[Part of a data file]
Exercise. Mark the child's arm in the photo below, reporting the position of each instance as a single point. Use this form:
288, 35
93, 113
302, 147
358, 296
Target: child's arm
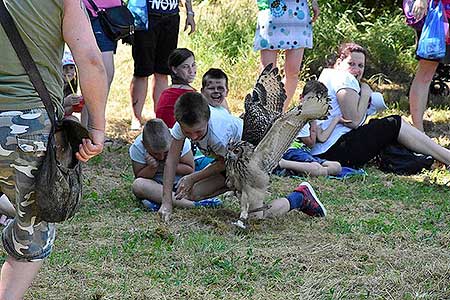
323, 135
186, 164
145, 171
311, 139
187, 182
169, 175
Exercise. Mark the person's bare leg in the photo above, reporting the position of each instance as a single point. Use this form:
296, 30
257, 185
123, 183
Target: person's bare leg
159, 83
292, 65
418, 93
278, 207
16, 277
308, 168
149, 189
332, 167
419, 142
138, 93
267, 57
108, 61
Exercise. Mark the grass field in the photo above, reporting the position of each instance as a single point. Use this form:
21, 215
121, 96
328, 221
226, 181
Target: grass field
386, 236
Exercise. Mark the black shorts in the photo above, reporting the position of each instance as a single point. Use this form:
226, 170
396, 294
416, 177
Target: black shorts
152, 47
359, 146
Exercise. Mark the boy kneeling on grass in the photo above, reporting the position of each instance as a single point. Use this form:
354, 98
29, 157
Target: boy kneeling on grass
148, 155
211, 131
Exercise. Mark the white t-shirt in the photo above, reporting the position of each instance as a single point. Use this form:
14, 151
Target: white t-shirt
137, 152
222, 127
305, 131
334, 80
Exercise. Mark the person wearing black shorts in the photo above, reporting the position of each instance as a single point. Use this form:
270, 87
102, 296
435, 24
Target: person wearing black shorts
151, 50
354, 144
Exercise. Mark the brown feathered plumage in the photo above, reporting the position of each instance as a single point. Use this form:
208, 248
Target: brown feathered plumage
267, 135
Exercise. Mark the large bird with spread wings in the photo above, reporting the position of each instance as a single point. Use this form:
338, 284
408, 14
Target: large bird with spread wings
267, 134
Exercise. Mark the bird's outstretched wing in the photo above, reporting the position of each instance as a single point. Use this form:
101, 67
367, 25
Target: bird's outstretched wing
264, 105
278, 139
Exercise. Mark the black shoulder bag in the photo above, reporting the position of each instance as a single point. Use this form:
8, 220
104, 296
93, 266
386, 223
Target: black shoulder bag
58, 180
117, 22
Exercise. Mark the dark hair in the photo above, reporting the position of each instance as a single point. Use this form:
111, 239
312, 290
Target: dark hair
176, 58
316, 87
214, 73
344, 51
156, 135
191, 108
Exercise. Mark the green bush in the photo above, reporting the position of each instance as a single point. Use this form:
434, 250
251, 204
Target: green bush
225, 33
389, 41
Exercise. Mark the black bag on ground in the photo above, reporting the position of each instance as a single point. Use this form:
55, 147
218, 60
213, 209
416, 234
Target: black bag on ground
58, 179
398, 159
117, 22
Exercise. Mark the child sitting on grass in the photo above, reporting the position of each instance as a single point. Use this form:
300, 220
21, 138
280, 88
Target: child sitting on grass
215, 89
298, 158
148, 155
211, 131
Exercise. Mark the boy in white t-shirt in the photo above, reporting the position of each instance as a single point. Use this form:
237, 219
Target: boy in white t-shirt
215, 89
148, 155
210, 131
298, 157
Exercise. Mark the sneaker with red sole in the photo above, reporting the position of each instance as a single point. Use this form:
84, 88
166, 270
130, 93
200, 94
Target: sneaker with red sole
311, 204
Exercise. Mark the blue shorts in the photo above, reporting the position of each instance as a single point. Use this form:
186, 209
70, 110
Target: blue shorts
160, 179
104, 43
301, 155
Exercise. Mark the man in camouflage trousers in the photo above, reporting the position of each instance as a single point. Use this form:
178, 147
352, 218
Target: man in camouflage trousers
25, 125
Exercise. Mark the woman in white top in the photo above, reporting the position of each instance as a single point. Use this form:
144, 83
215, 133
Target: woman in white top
354, 144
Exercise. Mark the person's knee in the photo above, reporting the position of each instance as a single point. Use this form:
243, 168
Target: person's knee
317, 169
332, 167
425, 72
138, 186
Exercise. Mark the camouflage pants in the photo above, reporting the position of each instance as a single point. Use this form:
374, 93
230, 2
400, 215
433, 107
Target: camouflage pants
23, 141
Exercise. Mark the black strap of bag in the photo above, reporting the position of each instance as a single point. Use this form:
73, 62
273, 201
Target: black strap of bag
27, 61
94, 6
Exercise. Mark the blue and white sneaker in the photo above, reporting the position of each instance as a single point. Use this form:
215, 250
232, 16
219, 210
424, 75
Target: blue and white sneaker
150, 205
209, 202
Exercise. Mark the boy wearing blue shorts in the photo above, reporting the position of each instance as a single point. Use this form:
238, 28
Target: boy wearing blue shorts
148, 155
298, 158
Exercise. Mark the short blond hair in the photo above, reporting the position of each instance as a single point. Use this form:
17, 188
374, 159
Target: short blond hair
156, 135
191, 108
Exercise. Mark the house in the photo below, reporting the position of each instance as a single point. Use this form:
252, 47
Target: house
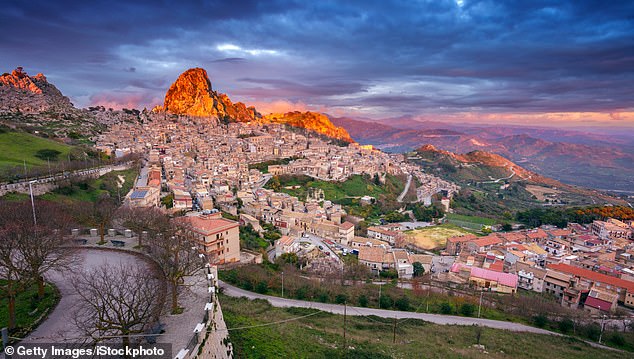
286, 244
382, 234
455, 244
218, 238
492, 280
346, 233
587, 278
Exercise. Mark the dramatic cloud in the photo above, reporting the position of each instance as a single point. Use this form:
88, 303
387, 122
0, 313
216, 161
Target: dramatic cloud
477, 60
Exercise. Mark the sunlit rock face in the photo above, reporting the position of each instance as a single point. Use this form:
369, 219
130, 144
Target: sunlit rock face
193, 95
314, 121
20, 92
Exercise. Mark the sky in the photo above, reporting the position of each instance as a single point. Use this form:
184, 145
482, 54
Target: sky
560, 63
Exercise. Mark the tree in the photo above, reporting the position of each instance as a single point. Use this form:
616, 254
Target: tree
43, 247
117, 301
419, 270
173, 251
98, 214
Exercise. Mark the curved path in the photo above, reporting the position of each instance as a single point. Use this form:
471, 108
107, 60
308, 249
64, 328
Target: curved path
384, 313
60, 322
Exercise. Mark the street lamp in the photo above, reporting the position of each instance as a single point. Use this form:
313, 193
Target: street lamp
602, 326
32, 201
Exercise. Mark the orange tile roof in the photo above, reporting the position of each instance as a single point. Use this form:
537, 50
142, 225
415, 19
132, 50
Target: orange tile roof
593, 276
487, 241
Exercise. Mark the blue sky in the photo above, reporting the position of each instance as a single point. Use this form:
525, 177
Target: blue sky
515, 61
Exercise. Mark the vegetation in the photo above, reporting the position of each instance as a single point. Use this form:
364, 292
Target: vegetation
29, 308
16, 148
562, 216
304, 333
264, 166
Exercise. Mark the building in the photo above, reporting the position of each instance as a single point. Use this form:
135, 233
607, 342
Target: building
218, 238
382, 234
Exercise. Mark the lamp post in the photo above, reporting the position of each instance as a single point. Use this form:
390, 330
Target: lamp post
602, 326
32, 201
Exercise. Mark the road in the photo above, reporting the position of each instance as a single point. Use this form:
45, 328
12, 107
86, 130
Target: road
60, 322
360, 311
402, 195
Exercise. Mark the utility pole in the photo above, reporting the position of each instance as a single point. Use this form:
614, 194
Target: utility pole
394, 331
345, 311
32, 202
480, 306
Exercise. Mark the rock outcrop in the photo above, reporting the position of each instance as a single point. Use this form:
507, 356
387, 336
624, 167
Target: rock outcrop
20, 92
193, 95
314, 121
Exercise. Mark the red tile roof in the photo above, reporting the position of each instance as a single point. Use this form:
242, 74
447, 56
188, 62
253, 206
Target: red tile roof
593, 276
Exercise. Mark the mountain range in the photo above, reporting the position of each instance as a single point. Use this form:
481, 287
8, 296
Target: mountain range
192, 94
583, 159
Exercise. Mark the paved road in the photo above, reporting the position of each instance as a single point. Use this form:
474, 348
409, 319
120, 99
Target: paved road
338, 309
402, 195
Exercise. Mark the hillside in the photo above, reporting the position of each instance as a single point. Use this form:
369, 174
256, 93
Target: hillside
192, 95
571, 157
493, 184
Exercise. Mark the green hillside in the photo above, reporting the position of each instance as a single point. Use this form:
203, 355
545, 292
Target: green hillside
18, 147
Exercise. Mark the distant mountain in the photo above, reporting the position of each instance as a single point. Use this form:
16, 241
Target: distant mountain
33, 104
314, 121
22, 93
191, 94
593, 163
501, 184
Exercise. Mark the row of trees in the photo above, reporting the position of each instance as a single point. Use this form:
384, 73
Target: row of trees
116, 301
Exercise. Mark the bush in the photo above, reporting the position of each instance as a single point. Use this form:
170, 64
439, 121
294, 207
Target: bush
446, 308
402, 303
323, 297
540, 320
565, 325
617, 339
385, 302
341, 298
467, 309
262, 287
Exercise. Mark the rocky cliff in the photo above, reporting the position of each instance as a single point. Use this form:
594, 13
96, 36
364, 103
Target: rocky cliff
314, 121
193, 95
20, 92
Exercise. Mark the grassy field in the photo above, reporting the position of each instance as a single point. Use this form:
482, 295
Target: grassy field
91, 190
27, 308
261, 331
17, 147
433, 237
470, 222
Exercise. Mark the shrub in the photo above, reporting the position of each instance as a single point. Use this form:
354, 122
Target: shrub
262, 287
467, 309
402, 303
446, 308
565, 325
540, 320
385, 302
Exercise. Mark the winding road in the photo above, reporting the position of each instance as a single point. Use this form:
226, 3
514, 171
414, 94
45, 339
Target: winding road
361, 311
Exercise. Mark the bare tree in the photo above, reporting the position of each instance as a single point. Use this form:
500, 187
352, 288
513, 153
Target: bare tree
175, 253
98, 214
44, 247
151, 220
11, 269
117, 301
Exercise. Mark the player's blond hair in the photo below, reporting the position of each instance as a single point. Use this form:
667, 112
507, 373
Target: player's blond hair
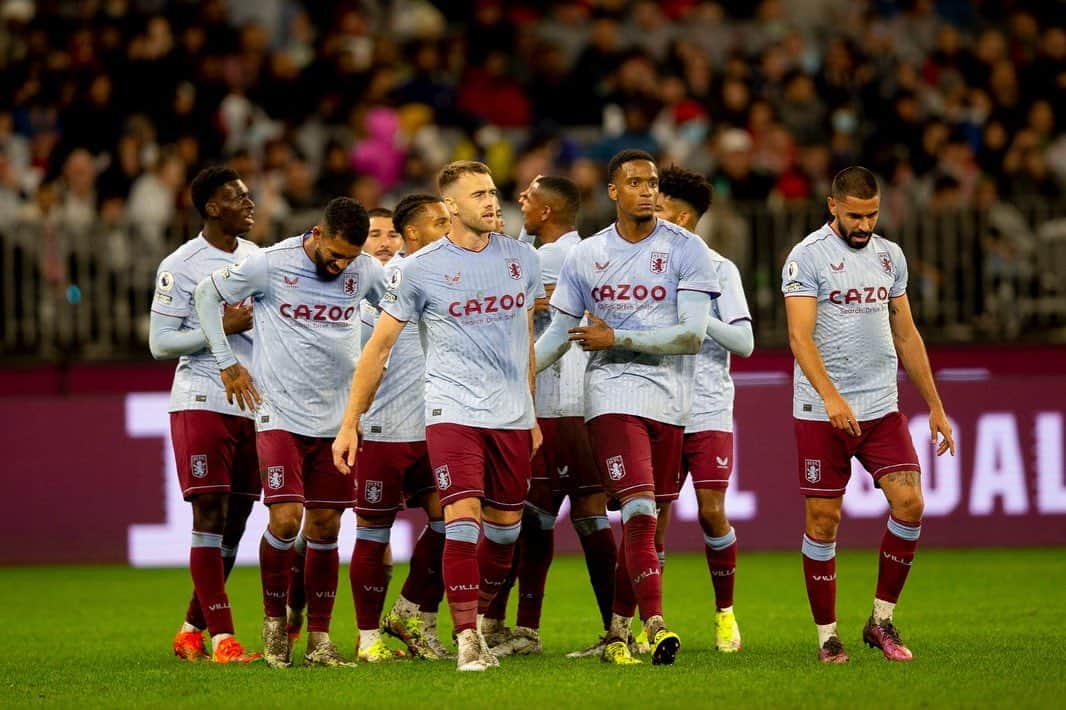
452, 172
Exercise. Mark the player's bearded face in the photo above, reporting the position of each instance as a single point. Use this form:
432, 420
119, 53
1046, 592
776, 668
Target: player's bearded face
475, 202
236, 209
855, 219
333, 256
635, 187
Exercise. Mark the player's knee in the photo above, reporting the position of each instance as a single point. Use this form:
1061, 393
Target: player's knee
539, 517
823, 523
323, 523
635, 506
502, 533
908, 506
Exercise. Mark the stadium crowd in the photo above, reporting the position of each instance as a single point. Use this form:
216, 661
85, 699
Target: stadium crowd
111, 106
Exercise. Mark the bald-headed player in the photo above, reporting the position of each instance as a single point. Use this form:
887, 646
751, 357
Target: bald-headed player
564, 466
707, 453
472, 294
392, 471
850, 324
647, 287
306, 292
214, 441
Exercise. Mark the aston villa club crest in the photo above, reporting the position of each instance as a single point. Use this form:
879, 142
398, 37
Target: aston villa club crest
443, 478
658, 262
812, 470
275, 478
372, 491
198, 465
514, 269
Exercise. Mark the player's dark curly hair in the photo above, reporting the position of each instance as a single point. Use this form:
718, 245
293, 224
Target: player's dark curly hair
624, 157
346, 219
409, 208
689, 187
855, 181
207, 182
567, 196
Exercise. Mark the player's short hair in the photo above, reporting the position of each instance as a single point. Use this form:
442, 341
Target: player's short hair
207, 182
453, 172
566, 197
855, 181
409, 208
687, 186
624, 157
348, 220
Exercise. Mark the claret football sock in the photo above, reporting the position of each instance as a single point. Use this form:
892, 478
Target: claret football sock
320, 579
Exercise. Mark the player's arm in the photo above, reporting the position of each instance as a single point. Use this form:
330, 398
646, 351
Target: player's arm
685, 338
368, 375
736, 337
167, 339
554, 341
230, 284
802, 312
910, 348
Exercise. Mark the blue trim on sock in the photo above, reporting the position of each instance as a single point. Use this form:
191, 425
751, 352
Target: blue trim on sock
903, 531
819, 551
372, 534
721, 543
463, 531
638, 506
206, 539
277, 543
502, 534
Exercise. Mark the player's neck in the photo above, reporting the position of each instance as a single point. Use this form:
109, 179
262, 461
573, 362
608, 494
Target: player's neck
552, 232
216, 238
472, 241
634, 230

EXERCISE REQUIREMENTS:
Reproduce the records verbatim, starting at the line containing "Exercise. Mark the player's dark" and continuing through the last line of the records, with both of those lines included.

COMPLETE OUTPUT:
Exercise. Mark the player's dark curly hair in the photo above, reporting the position of each instance as a single point. Use this form:
718, 245
293, 224
Target: player's dark curly hair
624, 157
346, 219
409, 208
689, 187
855, 181
207, 182
567, 196
Exercise. Mark the player's short hair in the photo above, reporting the position of each instance as a single point. Use this form:
442, 341
Target: player's short hair
207, 182
453, 172
566, 197
855, 181
409, 208
687, 186
624, 157
348, 220
Exercise. Mark the claret football sock in the photo above, reporting the position of each instance as a single point. Use this form:
892, 478
Target: claret football sock
320, 579
Exercise. Mark the player's arm in the photo above, reporting the position of each instance as a single point. Use this form:
330, 398
646, 351
Target: player's arm
685, 338
368, 375
736, 337
167, 339
554, 341
230, 284
802, 312
910, 348
Exercise. Mark the blue trim on sock in the photo above, reporting the position of each instance as a single point. Use this form:
191, 425
751, 352
Target: blue trim on sock
903, 531
819, 551
372, 534
721, 543
463, 531
638, 506
206, 539
277, 543
502, 534
Exercise. Mark the player's neck in the photo above, reporting the position of each instance as a single point. Use this form:
109, 179
262, 461
573, 362
608, 494
Target: player's neck
552, 232
216, 238
472, 241
634, 230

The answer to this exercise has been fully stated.